↓↓↓

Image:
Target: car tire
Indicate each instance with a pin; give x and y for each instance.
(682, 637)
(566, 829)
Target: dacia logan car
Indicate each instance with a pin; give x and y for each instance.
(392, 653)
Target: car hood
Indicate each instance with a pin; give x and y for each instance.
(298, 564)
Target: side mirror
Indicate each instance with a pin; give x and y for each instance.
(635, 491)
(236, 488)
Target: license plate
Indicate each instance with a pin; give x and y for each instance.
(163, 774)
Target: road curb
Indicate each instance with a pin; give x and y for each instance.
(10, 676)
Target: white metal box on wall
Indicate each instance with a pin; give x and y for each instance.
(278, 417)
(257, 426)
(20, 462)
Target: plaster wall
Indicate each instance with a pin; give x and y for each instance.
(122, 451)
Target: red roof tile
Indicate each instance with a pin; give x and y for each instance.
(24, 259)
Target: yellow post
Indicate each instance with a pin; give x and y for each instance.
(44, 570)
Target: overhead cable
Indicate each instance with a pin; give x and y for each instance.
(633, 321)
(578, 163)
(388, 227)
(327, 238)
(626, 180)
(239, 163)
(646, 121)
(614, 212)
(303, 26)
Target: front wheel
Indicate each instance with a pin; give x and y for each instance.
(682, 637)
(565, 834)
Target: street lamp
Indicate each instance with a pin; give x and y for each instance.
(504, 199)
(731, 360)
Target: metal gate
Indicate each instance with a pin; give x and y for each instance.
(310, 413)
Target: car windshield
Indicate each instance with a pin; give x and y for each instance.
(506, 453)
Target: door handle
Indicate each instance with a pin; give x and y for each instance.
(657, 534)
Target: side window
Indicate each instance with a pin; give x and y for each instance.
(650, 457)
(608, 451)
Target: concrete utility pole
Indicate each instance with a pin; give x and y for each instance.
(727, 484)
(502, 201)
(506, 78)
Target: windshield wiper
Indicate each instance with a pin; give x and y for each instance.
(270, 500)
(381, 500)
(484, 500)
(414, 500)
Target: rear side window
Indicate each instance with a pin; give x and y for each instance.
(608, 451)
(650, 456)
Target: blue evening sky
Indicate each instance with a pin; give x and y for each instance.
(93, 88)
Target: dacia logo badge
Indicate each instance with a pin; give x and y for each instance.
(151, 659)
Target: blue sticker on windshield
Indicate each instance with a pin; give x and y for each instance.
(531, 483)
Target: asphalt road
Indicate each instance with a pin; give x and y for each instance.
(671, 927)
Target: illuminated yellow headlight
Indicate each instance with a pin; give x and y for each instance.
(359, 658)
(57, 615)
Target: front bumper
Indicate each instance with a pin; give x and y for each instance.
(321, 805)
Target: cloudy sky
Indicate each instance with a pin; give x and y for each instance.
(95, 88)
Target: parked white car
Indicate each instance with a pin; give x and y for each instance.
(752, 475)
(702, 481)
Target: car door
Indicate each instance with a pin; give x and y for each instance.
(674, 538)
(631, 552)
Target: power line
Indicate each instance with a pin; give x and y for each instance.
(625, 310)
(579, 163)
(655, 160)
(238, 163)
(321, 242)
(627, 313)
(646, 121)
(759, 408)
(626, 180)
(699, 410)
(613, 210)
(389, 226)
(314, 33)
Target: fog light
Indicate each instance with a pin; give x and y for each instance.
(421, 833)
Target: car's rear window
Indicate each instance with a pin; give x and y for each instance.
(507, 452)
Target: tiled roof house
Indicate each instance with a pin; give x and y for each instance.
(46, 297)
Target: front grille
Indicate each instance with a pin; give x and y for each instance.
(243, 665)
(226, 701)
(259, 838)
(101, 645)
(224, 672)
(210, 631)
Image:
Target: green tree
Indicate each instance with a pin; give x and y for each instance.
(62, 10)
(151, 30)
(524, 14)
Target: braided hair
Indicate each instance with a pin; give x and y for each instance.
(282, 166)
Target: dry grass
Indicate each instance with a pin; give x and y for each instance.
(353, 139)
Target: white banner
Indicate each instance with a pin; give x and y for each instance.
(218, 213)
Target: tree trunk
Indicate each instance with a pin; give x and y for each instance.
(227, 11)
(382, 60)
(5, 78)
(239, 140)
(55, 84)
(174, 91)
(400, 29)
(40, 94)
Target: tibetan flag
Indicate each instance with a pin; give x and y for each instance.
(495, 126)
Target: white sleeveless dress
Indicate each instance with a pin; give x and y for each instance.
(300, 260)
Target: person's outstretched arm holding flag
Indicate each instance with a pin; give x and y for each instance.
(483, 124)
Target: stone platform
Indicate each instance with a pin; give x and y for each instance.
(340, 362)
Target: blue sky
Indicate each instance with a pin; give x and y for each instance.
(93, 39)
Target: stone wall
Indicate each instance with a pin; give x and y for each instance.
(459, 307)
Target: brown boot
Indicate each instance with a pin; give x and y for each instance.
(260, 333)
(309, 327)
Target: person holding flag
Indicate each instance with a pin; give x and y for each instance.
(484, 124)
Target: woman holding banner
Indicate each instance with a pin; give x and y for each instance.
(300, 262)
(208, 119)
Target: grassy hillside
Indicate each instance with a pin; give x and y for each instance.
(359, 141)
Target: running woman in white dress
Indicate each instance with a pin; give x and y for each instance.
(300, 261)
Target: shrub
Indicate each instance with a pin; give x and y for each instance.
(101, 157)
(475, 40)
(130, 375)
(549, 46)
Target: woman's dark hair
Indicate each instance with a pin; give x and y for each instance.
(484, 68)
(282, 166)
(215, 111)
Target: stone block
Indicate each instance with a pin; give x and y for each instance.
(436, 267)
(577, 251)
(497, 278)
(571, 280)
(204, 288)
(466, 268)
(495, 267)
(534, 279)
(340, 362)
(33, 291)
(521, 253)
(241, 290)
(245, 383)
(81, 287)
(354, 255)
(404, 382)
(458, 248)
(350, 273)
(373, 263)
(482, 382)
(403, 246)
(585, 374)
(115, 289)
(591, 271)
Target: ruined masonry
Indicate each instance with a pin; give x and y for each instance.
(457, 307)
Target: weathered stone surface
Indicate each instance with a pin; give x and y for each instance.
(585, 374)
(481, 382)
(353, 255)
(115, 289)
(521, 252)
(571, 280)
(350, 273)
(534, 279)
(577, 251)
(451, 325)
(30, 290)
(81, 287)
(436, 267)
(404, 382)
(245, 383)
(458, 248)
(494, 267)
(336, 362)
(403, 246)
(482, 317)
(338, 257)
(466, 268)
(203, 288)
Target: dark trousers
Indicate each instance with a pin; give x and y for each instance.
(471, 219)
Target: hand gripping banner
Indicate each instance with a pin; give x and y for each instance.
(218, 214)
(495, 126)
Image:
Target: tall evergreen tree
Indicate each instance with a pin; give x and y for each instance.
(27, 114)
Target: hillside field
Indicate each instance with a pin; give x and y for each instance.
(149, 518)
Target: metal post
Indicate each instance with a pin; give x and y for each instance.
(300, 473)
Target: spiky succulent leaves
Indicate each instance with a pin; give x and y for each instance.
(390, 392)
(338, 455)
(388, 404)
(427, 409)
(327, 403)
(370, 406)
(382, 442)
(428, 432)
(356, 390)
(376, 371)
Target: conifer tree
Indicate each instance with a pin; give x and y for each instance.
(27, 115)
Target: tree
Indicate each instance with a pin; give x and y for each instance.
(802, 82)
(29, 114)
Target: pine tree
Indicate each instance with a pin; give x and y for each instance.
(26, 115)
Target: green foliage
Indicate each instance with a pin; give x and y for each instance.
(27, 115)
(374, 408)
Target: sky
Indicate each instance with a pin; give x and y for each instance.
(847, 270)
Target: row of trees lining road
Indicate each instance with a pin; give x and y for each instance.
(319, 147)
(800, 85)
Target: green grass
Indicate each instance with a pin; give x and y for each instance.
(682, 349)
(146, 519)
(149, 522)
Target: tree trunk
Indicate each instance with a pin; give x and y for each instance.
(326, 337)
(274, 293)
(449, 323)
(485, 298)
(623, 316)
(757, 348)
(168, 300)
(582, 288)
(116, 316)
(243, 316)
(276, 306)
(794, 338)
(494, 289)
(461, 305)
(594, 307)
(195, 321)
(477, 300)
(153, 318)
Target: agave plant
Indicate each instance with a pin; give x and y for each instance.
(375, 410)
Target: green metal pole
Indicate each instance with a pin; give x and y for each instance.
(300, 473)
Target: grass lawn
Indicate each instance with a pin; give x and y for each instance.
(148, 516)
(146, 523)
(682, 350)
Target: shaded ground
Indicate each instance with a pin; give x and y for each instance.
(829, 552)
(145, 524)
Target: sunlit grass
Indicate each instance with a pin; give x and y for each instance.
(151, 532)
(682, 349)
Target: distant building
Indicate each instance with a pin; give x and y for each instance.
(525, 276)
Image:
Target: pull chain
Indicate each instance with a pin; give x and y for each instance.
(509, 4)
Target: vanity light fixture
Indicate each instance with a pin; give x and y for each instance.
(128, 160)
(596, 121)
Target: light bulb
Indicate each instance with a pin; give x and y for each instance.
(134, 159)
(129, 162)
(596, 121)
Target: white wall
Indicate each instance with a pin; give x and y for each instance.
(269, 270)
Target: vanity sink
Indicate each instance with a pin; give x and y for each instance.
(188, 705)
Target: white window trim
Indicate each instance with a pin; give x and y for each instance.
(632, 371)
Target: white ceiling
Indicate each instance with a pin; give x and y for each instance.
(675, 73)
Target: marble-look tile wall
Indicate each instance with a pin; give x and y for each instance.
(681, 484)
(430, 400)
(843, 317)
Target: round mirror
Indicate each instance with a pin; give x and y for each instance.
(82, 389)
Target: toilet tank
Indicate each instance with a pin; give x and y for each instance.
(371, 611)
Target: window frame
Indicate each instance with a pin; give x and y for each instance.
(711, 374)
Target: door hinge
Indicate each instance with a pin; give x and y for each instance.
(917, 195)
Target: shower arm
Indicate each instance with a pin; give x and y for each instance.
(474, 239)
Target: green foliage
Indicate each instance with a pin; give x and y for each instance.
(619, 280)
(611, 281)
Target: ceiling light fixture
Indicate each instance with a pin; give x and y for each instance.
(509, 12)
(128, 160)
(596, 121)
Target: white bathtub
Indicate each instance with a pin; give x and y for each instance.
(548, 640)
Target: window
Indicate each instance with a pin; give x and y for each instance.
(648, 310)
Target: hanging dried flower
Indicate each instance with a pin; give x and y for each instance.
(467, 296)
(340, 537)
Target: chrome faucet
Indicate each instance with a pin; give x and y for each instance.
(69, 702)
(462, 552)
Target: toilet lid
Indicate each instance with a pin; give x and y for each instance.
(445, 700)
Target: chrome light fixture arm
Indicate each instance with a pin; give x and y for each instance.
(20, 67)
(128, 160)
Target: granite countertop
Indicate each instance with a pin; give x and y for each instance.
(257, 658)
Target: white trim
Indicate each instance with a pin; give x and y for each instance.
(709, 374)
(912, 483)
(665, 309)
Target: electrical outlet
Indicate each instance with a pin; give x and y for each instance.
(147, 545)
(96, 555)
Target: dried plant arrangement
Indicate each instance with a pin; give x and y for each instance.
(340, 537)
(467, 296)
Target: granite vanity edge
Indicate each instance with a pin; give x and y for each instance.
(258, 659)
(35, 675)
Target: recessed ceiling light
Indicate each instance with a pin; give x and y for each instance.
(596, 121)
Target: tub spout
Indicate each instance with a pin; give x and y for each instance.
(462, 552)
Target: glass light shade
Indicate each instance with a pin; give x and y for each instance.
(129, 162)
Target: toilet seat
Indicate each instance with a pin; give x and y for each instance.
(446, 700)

↑↑↑

*Exercise task:*
Your task is to extract the lines running from the one with "Target: white trim" to the end of the material, inclusive, copying each exactly and adding nothing.

*The answer:*
Target: white trim
Indicate each instance with a pin; give x and y for each instance.
(709, 374)
(912, 483)
(665, 309)
Target: electrical outlet
Indicate each instance with a pin; give x and y for each instance.
(147, 545)
(96, 555)
Target: dried plant arrangement
Indicate each instance with a pin; give x and y for each instance.
(340, 537)
(467, 296)
Target: granite vanity edge
Indicate each instance with a pin; give x and y for each instance.
(258, 659)
(35, 675)
Target: recessed ceiling light
Indicate each instance with a pin; give x and y for each instance.
(596, 121)
Target: tub spout
Indicate each instance with a pin; give x and y for each instance.
(462, 552)
Target: glass light shade
Indicate each instance with a pin; give x and y for each instance.
(129, 162)
Target: toilet seat
Indicate each instance with a pin; give x and y for each instance.
(446, 700)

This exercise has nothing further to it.